But, Moana is sick of being sick,

and me … I am going shopping for a new suit of Anvil Armor … wonder how you access that on Amazon.

And the horse really could use a vacation.

#19 COMMENTARY

This was a particularly dire time. My sister Nancy had come to help me celebrate my birthday, but I developed a fever the evening she arrived. As the night progressed, it became clear that something was dreadfully wrong. I started to shake and feel chilled and was shivering. It turns out that what I called shivering was actually more correctly referred to as rigors. They are really scary. It feels as if your teeth are going to crack off because you are shaking so hard.

Indeed, my body was trying to warm up and couldn’t. We had called the surgeon’s office earlier, but as things got worse we called again. Once he realized I was more than just chilled, he arranged for me to be admitted to the hospital ASAP.

So, once again, Nancy drove me to Hartford Hospital at some ungodly hour and saw me into the system, into a hospital room, and a Johnny gown. She then had to leave as I was wheeled away for test after test. I was hooked up to IV lines and punctured and prodded and made to feel more miserable. Nancy came in the next day to wish me Happy Birthday and then left to go home.

● ● ● ● ● ● ●

• _DIRECTIONS_:
• A. In the birthday hospital memoir, what symptoms did the writer develop on the night Nancy arrived? List each one.
• B. According to the birthday hospital memoir, what is the more correct term for what the writer called shivering?
• C. Continue the birthday hospital memoir from its final sentence.

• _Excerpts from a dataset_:
● ● ● ● ● ● ●

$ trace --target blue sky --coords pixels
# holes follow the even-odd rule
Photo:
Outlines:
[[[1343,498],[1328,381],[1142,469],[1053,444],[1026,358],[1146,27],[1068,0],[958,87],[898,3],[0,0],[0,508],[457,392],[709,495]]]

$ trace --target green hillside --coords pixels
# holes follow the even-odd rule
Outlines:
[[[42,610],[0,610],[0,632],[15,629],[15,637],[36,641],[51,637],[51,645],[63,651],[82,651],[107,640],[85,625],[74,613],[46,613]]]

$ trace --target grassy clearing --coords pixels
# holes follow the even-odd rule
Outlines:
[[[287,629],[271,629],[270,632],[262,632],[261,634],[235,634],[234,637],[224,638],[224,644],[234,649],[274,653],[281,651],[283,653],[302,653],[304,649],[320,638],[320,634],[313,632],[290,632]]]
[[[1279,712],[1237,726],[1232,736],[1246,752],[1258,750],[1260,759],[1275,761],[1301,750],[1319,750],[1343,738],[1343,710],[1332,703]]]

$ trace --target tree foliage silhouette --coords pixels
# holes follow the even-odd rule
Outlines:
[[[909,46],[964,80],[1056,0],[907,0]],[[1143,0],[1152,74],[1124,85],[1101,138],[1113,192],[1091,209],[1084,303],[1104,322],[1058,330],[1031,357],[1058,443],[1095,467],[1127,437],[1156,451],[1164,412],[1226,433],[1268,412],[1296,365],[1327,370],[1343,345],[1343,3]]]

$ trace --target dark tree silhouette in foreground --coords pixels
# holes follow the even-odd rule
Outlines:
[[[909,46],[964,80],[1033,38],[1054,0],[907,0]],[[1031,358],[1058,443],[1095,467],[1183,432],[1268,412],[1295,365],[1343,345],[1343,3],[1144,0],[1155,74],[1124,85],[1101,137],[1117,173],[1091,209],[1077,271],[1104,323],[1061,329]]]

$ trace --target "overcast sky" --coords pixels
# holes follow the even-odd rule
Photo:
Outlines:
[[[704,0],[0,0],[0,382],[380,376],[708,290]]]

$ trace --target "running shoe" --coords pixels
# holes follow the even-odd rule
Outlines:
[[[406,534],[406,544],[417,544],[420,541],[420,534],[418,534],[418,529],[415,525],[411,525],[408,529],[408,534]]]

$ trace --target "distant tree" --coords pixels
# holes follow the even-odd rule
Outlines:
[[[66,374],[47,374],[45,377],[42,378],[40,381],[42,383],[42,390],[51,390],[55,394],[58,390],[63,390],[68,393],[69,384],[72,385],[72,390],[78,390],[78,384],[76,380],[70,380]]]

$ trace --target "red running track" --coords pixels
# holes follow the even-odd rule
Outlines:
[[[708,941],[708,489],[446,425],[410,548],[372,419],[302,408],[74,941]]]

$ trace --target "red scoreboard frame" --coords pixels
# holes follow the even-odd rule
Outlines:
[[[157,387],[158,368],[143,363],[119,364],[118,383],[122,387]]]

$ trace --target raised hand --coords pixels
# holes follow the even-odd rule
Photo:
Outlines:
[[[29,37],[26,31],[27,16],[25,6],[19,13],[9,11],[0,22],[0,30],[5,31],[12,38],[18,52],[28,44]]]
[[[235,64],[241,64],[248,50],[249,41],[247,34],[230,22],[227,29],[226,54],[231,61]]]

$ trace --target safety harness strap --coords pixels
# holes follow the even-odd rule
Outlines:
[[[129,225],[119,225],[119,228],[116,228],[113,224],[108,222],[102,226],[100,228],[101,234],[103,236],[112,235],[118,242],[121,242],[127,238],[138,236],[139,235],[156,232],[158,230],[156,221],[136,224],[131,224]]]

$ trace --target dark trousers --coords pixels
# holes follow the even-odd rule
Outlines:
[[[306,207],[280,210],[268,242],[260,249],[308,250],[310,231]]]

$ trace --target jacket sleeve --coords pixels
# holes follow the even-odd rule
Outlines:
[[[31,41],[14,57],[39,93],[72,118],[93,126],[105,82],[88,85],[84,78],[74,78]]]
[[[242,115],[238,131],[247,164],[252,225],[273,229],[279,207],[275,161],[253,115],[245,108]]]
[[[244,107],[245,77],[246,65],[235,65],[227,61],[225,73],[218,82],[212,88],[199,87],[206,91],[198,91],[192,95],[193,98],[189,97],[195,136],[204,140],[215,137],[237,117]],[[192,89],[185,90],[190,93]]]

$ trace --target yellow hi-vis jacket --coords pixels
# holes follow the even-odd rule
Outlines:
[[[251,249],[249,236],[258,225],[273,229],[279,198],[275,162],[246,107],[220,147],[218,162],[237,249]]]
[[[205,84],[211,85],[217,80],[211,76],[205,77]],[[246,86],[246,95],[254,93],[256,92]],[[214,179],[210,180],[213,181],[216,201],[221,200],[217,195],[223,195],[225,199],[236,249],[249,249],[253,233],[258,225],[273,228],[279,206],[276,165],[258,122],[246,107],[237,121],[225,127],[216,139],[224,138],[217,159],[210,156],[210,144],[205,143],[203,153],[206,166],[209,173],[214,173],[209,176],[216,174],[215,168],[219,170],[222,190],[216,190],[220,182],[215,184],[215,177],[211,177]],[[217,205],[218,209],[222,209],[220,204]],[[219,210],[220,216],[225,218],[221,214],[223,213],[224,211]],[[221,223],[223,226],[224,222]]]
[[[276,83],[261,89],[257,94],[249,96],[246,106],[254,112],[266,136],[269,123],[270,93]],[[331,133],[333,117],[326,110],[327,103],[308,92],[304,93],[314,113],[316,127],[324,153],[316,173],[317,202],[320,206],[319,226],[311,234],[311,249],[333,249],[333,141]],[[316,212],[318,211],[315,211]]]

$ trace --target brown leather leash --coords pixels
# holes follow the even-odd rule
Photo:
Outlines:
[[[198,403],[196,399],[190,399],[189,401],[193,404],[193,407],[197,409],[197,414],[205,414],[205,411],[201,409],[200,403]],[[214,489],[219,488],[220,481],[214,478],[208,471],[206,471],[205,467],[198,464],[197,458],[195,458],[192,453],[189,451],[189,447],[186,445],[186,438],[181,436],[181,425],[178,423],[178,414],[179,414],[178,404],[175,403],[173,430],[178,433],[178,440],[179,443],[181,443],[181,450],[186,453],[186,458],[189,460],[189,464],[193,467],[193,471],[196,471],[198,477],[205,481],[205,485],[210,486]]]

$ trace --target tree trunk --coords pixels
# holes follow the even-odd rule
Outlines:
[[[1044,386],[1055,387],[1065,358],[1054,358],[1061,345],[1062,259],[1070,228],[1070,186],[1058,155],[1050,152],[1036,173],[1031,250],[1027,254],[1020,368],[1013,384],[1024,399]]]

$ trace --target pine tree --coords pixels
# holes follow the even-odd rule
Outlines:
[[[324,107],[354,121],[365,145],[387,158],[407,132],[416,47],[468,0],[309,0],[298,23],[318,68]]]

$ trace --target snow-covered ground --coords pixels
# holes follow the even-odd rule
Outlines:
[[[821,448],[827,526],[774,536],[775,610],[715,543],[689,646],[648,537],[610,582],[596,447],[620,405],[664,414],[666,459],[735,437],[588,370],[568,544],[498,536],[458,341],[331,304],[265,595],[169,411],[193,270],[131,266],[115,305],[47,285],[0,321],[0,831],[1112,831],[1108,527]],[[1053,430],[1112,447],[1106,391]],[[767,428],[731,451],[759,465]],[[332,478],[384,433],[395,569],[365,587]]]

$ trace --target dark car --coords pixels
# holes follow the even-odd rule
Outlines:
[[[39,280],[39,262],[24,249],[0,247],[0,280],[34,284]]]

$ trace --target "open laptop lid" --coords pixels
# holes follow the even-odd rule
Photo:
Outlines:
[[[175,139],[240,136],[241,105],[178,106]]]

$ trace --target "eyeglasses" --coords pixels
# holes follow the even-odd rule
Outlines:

● ● ● ● ● ● ●

• _RESULTS OF THE EXERCISE_:
• A. Fever, shaking, feeling chilled, and shivering (rigors)

• B. Rigors

• C.
But I must admit that most of the first few days are a blank for me.

Moana really took a hit. I didn’t even feel like moaning.

It was indeed a serious kidney infection, but before they could treat it they needed to identify it. So, I spent the first 3 or 4 days being inert … lying there with no ability to function while they all tried to figure out who the guilty party really was. Crafty little bugger bug! To say it was scary is an understatement … the news at the time was filled with reports of new superbugs that were untreatable. Man, oh man, it was really off-putting to read the morning paper about some new strain of flesh-eating super bugs, and next day be in the hospital where they didn’t know how to treat whatever ailed you!

SUPER BUGS! OMG!

As it turns out I was not hosting any creatures from outer space … they finally nailed the critter, and I was given whatever it was that worked.

Thank you very much … can I go home yet?

Well, no … I needed to stay another day while they stabilized my system. I had not been able to eat much, and as a result was .. sort of anemic and … sort of short on vitamins and minerals … and sort of out of sorts. So, they kept me in one more day and filled me with whatever was missing, then they finally sent me home.

I was a wreck.

In re-reading this update, I am aware of how spacey I sounded. It was clear I was not my normal self. I was barely coherent! I am not sure but what many readers couldn’t figure out what the hell I was talking about. I know what I was talking about, and I could barely figure it out!

In fact, I was stupefied by the whole experience. I had never been so terrified.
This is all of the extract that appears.